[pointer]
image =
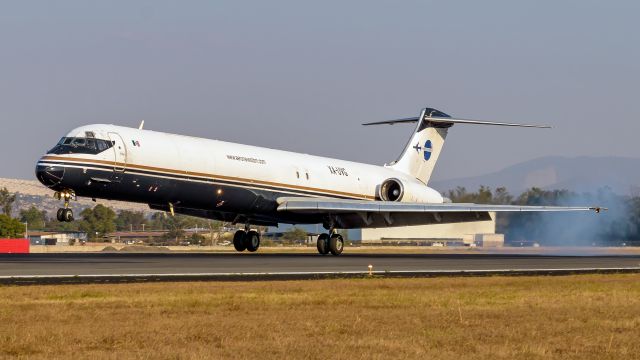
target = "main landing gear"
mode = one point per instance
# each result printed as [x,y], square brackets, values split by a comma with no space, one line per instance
[246,240]
[333,244]
[64,214]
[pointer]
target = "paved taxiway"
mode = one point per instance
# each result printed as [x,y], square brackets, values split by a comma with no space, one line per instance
[244,263]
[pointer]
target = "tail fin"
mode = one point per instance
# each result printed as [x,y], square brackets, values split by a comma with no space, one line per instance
[423,149]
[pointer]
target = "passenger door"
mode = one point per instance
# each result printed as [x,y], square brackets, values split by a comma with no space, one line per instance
[120,152]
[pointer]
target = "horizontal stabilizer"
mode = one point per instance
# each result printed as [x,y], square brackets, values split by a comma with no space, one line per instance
[438,117]
[325,205]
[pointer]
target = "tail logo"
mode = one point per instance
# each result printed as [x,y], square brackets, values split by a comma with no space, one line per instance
[428,148]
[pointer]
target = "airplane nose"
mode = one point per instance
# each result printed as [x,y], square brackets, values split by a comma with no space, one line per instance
[48,175]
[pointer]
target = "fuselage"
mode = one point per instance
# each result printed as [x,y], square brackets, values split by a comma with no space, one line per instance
[208,178]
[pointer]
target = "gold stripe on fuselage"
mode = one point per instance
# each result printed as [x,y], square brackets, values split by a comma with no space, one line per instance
[214,176]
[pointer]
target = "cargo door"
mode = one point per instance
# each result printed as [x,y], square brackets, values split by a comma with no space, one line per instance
[120,152]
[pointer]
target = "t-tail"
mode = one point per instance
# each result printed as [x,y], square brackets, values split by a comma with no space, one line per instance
[421,153]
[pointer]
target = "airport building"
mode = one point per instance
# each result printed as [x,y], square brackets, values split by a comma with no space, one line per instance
[477,233]
[56,238]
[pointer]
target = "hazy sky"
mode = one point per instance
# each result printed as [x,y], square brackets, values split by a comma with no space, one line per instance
[302,76]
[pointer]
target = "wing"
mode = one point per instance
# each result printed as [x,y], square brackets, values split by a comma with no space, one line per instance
[336,206]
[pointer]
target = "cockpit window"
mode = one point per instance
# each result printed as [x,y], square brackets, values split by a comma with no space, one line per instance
[79,145]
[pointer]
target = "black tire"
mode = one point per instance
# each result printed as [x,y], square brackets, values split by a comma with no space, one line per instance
[336,244]
[238,240]
[252,241]
[59,214]
[68,215]
[323,244]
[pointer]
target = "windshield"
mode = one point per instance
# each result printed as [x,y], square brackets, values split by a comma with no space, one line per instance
────────────────────────────────────────
Pick out every line in the records above that contains the word "fuselage" and copy each one.

## [Task answer]
target = "fuselage"
target = "gold stripe on fuselage"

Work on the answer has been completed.